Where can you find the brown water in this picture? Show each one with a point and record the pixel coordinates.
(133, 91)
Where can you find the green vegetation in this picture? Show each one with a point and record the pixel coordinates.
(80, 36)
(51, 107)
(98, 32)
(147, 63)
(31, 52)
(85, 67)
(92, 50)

- [TASK DETAILS]: Copy the whole listing once more, exactly.

- [REPLY]:
Where can you find the brown water in this picture? Show each one with a point and record the pixel coordinates.
(133, 91)
Where can you find the green vegetation in this picture? Show each one with a point and record the pixel coordinates.
(80, 36)
(51, 107)
(98, 32)
(147, 63)
(31, 52)
(85, 67)
(92, 50)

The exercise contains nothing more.